→ To do
A. Answer these questions from the text about Verka Serduchka below:
(i) Which male actor performs Verka Serduchka?
(ii) During which months of 2006 were respondents polled, and from how many cities in Ukraine?
(iii) How many respondents took part in the project in total?
B. In the entries that follow, locate every line containing the word "blue" and copy each one out.

→ Text provided
++++++

Vilified by some segments of society, while adored by others, Verka Serduchka is indicative of the problems of linguistic, cultural and sexual identity in Ukraine and the post-Soviet space in general. By intentionally speaking surzhyk, the much derided mixing of Ukrainian and Russian, Verka (performed by male actor Andrei Danilko) purposely sets herself apart from those who claim Ukraine “for Ukrainians,” and those who question if Ukrainians are merely Russians with a unique identity resulting from a mixing with its neighbors. Verka Serduchka is significant because in the pop-cultural context she stands almost alone in refusing to play ethnic games, choosing instead to revel in the carnival of Ukraine’s present post-Soviet circumstance. However, by not choosing sides she is an obstacle in Ukraine’s attempt to erase a historical legacy of hybridity.
Between May and August 2006 I polled respondents from fourteen cities in Ukraine about Verka Serduchka.[4] The purpose of these surveys was to try to answer the question: how do Ukrainians interpret and understand Verka Serduchka? I posited questions about Verka Serduchka and national and cultural identity, language use and sexuality. My hopes were that by asking questions about Verka’s identity, I would be able to shed light on how people in Ukraine view themselves. I did not follow any particular scientific research method in recruiting participants for this project, and I do not claim that the results are statistically significant. It was hoped however, that the responses would provide a small window of insight into how the people of Ukraine view Ukrainian identity vis-а-vis Verka Serduchka.
I selected respondents largely by approaching people in parks, public squares and other places where groups of people gather. I was also introduced through acquaintances to individuals and groups of people who participated in my research. While I made a concerted effort to select people of different ages, income and education levels and from different size cities from around Ukraine, I make no scientific claim to respondents being representative of the population as a whole. The survey attempted to elicit responses about Verka Serduchka in regards to her popular TV “SV Show” but also aspects of her identity and how they viewed this character’s makeup. Many respondents elaborated on Verka’s other projects or on her image as a whole in relation to Ukrainian identity. A total of 120 respondents participated in this project.

++++++

→ Data section
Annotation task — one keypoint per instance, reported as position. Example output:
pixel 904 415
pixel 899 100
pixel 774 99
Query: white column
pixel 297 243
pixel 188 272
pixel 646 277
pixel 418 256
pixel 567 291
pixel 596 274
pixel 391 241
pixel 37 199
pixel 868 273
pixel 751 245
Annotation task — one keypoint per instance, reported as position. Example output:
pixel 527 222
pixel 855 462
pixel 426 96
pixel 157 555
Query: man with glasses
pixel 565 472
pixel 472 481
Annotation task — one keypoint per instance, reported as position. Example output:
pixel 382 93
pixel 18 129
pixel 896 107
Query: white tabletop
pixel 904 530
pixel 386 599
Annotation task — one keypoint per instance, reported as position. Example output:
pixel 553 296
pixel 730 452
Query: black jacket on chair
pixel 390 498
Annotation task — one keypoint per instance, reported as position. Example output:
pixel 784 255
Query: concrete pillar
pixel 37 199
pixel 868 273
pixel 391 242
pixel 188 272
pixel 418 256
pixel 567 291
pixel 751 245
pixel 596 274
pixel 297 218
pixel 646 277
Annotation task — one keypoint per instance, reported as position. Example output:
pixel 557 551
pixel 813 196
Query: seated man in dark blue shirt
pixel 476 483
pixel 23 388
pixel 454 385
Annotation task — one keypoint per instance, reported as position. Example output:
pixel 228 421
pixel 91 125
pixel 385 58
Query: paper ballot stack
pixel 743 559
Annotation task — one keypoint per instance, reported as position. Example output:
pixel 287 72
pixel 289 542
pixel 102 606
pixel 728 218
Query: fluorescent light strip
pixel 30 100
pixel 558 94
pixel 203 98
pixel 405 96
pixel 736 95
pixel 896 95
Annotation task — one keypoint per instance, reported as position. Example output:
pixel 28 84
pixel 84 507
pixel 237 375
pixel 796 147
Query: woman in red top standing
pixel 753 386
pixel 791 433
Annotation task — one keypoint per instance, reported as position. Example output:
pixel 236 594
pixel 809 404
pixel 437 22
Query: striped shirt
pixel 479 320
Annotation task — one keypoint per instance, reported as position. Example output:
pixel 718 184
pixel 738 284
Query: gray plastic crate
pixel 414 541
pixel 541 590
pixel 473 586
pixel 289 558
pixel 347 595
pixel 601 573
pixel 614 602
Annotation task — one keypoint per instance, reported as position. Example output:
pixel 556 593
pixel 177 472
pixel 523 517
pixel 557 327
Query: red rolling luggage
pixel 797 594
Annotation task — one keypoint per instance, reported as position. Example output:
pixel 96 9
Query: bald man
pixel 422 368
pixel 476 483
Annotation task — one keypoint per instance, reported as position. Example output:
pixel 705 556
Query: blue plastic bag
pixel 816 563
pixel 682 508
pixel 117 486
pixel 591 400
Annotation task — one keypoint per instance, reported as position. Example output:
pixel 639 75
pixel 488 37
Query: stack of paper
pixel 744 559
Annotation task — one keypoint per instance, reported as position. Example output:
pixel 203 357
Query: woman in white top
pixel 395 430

++++++

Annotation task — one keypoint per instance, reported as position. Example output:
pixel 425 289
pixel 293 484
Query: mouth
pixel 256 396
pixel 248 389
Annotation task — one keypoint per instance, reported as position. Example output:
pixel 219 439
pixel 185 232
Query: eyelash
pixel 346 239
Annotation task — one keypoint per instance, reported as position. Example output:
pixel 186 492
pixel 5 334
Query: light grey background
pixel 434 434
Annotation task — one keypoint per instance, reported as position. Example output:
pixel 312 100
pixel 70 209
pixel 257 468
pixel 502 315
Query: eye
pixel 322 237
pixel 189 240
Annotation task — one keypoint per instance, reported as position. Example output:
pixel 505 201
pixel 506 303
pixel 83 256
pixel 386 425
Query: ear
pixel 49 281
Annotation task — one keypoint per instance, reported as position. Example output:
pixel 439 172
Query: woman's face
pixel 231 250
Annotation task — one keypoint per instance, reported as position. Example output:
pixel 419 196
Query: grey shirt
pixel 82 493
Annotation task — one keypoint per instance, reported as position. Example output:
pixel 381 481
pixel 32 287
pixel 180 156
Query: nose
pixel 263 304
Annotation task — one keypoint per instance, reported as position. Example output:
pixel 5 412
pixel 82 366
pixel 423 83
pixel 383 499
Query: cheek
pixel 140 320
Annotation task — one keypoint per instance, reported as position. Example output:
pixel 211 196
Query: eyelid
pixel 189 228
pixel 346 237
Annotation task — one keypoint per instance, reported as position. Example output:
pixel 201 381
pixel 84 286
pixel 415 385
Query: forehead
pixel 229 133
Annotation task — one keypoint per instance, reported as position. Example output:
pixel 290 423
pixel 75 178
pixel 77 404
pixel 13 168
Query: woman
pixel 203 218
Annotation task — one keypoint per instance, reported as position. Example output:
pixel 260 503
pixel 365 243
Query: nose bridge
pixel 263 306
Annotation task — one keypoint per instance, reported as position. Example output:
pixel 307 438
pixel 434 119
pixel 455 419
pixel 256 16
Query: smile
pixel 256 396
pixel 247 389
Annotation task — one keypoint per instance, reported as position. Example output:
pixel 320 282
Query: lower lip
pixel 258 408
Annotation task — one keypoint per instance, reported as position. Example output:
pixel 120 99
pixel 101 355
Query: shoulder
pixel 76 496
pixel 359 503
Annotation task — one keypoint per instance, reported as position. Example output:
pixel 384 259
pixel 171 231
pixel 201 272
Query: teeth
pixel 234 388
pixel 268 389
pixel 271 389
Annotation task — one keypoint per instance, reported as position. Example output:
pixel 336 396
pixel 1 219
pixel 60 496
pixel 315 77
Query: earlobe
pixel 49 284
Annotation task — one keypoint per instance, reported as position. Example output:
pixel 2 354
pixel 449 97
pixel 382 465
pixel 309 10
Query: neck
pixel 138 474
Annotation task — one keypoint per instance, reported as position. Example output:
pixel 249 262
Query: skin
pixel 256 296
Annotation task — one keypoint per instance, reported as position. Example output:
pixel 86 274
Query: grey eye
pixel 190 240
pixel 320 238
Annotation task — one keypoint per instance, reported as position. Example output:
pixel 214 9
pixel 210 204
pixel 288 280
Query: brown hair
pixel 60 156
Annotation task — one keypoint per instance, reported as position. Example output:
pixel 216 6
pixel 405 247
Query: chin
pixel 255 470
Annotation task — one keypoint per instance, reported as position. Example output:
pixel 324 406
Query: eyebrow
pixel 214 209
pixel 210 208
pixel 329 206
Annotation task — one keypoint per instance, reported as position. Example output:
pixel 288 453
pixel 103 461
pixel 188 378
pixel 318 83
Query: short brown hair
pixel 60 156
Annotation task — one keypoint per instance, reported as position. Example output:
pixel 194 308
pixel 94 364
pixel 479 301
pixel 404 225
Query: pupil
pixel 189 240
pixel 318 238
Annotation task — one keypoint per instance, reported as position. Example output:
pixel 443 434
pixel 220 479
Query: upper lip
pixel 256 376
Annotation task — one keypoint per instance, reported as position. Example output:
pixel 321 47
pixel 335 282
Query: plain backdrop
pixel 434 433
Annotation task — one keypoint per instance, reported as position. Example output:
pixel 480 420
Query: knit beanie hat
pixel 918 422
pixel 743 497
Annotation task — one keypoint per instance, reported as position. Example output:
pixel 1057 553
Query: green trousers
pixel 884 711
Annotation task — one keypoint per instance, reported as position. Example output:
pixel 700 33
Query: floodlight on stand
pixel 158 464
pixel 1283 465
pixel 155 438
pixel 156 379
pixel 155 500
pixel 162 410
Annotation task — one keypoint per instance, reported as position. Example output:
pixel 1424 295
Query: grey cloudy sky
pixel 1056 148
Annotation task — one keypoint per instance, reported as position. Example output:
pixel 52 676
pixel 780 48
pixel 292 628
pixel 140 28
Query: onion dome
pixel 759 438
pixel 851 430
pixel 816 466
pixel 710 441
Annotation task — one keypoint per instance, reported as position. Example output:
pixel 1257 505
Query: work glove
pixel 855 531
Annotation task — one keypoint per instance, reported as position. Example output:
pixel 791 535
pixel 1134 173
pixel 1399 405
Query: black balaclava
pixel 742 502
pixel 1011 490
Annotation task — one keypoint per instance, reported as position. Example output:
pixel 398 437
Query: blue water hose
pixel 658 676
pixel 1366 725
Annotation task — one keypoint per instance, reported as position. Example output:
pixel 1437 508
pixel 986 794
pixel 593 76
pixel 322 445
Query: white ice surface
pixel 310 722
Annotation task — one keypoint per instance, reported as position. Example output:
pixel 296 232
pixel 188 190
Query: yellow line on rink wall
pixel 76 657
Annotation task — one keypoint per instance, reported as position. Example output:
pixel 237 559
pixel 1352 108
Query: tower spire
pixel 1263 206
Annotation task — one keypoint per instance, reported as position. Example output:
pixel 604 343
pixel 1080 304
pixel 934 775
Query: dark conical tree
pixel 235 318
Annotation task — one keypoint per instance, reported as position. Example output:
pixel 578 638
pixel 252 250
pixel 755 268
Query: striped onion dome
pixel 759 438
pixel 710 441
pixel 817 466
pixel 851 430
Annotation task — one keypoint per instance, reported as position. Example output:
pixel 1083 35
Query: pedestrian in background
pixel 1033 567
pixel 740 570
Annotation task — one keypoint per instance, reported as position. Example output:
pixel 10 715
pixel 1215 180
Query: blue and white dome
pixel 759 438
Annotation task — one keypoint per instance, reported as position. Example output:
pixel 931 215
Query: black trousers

++++++

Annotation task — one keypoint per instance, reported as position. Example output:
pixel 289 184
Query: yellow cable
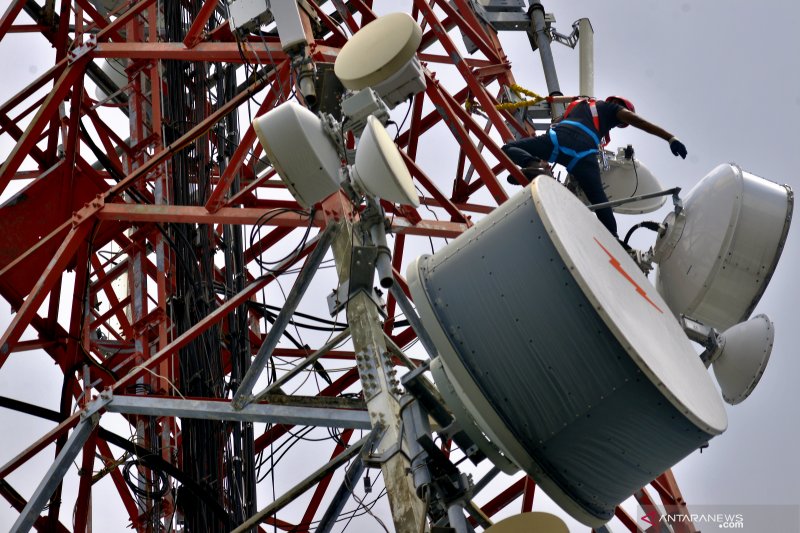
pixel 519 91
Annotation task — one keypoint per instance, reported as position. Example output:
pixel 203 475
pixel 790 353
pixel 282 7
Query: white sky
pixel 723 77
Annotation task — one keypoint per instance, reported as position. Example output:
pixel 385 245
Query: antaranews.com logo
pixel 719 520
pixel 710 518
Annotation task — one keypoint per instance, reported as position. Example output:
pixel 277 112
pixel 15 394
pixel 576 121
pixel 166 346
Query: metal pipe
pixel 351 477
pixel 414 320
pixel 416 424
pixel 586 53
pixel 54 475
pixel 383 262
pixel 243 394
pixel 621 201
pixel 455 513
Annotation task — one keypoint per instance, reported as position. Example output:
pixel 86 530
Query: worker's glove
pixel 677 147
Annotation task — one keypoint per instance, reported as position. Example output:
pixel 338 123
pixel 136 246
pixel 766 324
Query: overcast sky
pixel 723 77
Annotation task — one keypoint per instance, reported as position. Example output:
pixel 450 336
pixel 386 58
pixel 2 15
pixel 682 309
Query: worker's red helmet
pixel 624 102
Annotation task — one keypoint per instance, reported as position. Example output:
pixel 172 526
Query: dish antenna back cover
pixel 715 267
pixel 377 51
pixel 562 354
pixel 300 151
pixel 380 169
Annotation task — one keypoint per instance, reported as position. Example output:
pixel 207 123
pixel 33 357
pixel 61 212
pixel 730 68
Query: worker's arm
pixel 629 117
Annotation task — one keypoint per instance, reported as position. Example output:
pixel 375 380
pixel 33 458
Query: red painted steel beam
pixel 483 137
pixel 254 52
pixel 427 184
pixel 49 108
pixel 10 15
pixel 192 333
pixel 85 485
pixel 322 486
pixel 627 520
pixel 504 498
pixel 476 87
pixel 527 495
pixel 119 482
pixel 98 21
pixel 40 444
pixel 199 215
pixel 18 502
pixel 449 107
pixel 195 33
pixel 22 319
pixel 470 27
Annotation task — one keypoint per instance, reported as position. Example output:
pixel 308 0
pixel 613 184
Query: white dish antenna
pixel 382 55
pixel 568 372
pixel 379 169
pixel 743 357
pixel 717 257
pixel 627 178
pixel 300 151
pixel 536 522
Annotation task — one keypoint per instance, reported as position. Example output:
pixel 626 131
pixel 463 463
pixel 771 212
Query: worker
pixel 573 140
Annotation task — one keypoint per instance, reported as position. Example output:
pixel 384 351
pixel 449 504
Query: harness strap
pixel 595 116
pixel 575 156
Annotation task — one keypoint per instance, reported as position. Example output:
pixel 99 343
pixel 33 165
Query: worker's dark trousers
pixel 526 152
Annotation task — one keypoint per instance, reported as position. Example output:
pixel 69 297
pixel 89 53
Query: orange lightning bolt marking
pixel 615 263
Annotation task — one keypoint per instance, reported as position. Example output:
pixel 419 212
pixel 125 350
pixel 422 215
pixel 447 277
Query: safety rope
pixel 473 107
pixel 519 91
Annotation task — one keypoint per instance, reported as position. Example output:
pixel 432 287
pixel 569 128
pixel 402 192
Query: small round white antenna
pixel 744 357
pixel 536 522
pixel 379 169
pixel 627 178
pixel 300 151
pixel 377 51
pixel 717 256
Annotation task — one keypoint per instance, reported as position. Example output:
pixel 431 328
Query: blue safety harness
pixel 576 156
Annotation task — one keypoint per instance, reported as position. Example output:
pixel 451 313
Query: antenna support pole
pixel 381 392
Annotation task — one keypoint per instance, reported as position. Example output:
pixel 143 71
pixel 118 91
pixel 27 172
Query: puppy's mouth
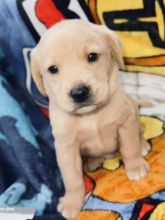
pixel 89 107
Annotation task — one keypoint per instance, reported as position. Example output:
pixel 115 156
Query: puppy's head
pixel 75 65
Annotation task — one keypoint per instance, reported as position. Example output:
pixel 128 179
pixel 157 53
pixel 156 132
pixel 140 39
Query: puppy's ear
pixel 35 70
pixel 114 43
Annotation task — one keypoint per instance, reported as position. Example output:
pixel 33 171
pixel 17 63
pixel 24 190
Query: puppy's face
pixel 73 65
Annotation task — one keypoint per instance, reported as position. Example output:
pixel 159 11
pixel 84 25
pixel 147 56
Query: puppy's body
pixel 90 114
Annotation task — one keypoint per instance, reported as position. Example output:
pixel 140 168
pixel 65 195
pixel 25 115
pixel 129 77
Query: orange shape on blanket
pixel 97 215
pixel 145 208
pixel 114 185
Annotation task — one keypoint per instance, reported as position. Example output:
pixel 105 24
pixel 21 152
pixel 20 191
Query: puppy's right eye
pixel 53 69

++++++

→ Responses
A.
(i) Andrei Danilko
(ii) Between May and August 2006, from fourteen cities
(iii) 120

B.
Query: seated man in dark blue shirt
Query: blue plastic bag
Query: blue water hose
Query: blue and white dome
Query: blue safety harness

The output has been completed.